Stated exercise: Please arrange all of the data below as a numbered list, skipping blank lines and leaving the pictures out.

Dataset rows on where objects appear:
○ ○ ○ ○ ○ ○ ○

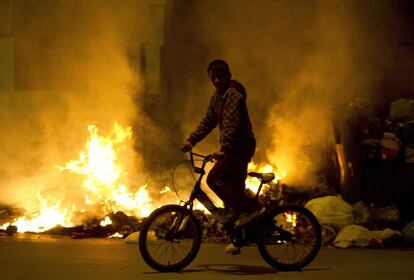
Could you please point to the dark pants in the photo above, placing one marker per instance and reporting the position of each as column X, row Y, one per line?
column 227, row 179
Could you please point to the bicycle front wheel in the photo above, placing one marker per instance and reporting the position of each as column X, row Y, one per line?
column 290, row 238
column 170, row 238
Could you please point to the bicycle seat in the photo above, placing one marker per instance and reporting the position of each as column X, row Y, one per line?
column 266, row 177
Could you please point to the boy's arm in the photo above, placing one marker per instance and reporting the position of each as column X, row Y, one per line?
column 208, row 123
column 231, row 120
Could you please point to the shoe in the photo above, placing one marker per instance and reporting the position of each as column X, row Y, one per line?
column 247, row 218
column 232, row 249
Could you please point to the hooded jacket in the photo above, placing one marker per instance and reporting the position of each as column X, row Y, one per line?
column 229, row 112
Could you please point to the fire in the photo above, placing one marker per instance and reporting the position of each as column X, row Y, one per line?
column 48, row 216
column 291, row 218
column 105, row 179
column 105, row 186
column 253, row 183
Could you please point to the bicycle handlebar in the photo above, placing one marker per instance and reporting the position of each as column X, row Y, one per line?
column 206, row 159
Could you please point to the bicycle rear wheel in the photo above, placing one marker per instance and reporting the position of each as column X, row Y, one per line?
column 290, row 238
column 170, row 238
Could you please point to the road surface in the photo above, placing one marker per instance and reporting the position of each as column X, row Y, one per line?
column 45, row 257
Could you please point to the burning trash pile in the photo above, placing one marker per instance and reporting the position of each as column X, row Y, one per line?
column 108, row 205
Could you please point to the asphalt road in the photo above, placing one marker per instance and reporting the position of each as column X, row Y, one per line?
column 39, row 257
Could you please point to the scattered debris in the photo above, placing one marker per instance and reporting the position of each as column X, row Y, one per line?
column 356, row 236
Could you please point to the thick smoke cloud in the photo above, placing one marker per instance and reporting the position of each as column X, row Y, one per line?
column 302, row 62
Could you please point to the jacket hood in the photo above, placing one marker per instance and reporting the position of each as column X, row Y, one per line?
column 239, row 87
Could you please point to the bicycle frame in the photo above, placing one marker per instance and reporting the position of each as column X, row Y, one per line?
column 201, row 196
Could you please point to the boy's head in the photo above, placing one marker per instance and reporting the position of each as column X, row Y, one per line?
column 219, row 72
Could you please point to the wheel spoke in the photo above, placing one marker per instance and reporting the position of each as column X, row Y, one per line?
column 168, row 252
column 291, row 239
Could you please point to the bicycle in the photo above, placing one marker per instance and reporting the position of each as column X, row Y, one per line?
column 171, row 236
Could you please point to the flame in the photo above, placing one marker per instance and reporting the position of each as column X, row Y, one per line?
column 48, row 216
column 291, row 218
column 252, row 183
column 105, row 179
column 104, row 185
column 106, row 221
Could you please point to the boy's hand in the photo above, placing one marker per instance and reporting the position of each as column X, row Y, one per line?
column 186, row 147
column 219, row 156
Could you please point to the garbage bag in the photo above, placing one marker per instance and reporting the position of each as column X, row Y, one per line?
column 361, row 212
column 402, row 110
column 356, row 236
column 387, row 236
column 331, row 210
column 408, row 232
column 132, row 238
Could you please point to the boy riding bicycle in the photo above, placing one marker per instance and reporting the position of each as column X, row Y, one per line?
column 228, row 110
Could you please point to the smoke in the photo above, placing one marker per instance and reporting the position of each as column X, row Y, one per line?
column 73, row 69
column 300, row 61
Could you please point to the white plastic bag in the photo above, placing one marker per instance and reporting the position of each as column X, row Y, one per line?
column 331, row 210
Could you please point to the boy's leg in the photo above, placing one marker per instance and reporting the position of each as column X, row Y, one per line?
column 227, row 180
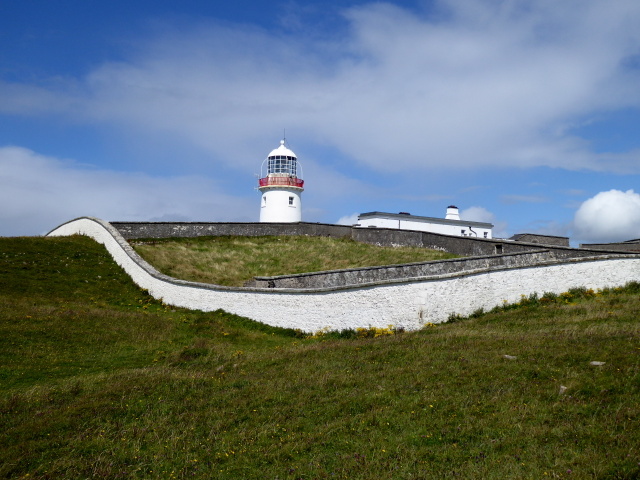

○ ○ ○ ○ ○ ○ ○

Answer in full:
1. Could you please point to the dark pants in the photo above, placing one marker per instance and reporting the position of each as column X, row Y, one per line?
2. column 227, row 179
3. Could you please point to the bicycle front wheel in the photo above, placing one marker per instance and reporting the position of each as column X, row Y, one per line?
4. column 290, row 238
5. column 170, row 238
6. Could you please point to the bicycle seat in the photo above, placing one marker per instance and reporting the position of each as column X, row Y, one per line?
7. column 266, row 177
8. Could you please point to the boy's arm in the photo above, placing one marker per instance and reporting the position of each as column X, row Y, one per line?
9. column 208, row 123
10. column 231, row 120
11. Could you please point to the shoe in the photo above, placing one marker per instance and reporting the position of each as column X, row Y, one per line?
12. column 247, row 218
13. column 232, row 249
14. Could you please point to the hooded jacket in the photo above, placing one marker per instance and reporting the position of each as column X, row Y, one per line?
15. column 229, row 112
16. Could you please point to the fire in the photo above, placing one marker per instance and reporting the position of each as column X, row Y, one per line?
17. column 48, row 216
18. column 291, row 218
19. column 105, row 179
20. column 105, row 186
21. column 253, row 183
22. Could you please point to the bicycle handlebar in the photo above, placing one marker per instance and reporting the position of each as column X, row Y, one per line?
23. column 206, row 159
24. Could you please point to the bicycle rear wheel in the photo above, placing one marker per instance and reporting the position of each as column X, row Y, one per line?
25. column 290, row 238
26. column 170, row 238
27. Could you please point to the road surface in the photo above, placing one marker per instance and reporting the position of each as column X, row Y, one per line?
28. column 45, row 257
29. Could you please point to the burning trash pile in the photo above, placing one marker per instance and reporting the position of each as column X, row Y, one per line?
30. column 108, row 205
31. Could you please point to the asphalt road in the photo above, placing one marker per instance and reporting the position of each as column X, row Y, one per line?
32. column 39, row 257
33. Could you please point to the scattered debris in the photo above, placing one marker per instance and reporting the position of each as column X, row Y, one per line?
34. column 356, row 236
35. Could you please point to the thick smoke cloud in the photo above, placing one marker per instance and reporting the position of each as column X, row Y, one per line?
36. column 302, row 62
37. Could you please point to the jacket hood in the photo above, placing one marker per instance and reporting the position of each as column X, row Y, one per line?
38. column 239, row 87
39. Could you please point to the bicycle frame in the photo above, placing one marker per instance and reporting the position of each as column X, row Y, one per line?
40. column 201, row 196
41. Could you please point to the boy's head in the photo above, placing one marker per instance and reporting the position of each as column X, row Y, one per line?
42. column 219, row 72
43. Could you please point to the wheel spoke in the photo above, placing one marker per instance and reporting the position of each as column X, row Y, one per line?
44. column 168, row 252
45. column 291, row 239
46. Could you please point to the bicycle in the photo above, placing one marker per instance and reporting the position of each as column X, row Y, one per line?
47. column 171, row 236
48. Could you please point to the flame in the photo above, placing one marker per instance and reporting the position of each as column X, row Y, one per line?
49. column 48, row 216
50. column 291, row 218
51. column 252, row 183
52. column 105, row 179
53. column 104, row 185
54. column 106, row 221
55. Could you please point to the boy's hand in the photo above, placing one marker per instance and reporting the position of each as column X, row Y, one per line?
56. column 186, row 147
57. column 219, row 156
58. Could you please point to the garbage bag in the photo above, placing one marker per instance and reporting the position of each as column X, row Y, one per line?
59. column 361, row 212
60. column 402, row 110
61. column 356, row 236
62. column 387, row 236
63. column 331, row 210
64. column 408, row 232
65. column 132, row 238
66. Could you please point to the boy riding bicycle in the photo above, placing one marker per instance and reporting the position of each as column X, row Y, one per line?
67. column 228, row 110
68. Could you please point to the smoke in the photo above, placing one marker per instance and reporting the position of each as column X, row Y, one per line?
69. column 73, row 69
70. column 300, row 61
71. Could you please point to the white plastic bag in the photo above, placing one marker per instance and reporting the position of each as column X, row Y, one per line?
72. column 331, row 210
73. Could you please point to the boy's leg in the photo above, placing one marker per instance and reporting the position of each as column X, row Y, one per line?
74. column 227, row 180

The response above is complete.